**TASK INSTRUCTIONS:** List every line of the records below that contains the word "small", copying each line in full. Case counts, so match only that exact capitalization.

**ITEMS:**
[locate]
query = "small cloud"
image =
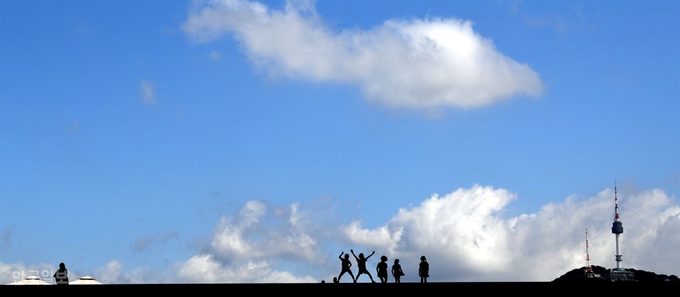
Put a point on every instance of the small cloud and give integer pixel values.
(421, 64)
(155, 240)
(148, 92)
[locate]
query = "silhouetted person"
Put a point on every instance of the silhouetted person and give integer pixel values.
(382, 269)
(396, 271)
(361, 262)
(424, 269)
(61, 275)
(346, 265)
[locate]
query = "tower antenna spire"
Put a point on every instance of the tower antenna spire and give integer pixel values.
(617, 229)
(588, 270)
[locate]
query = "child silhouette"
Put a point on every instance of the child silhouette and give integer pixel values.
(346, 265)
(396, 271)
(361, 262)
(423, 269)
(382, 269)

* * *

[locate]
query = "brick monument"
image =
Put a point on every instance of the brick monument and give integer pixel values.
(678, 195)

**RESPONSE BELOW:**
query = "small cloud"
Put a point on every instance of the small cloud and give integer pixel values.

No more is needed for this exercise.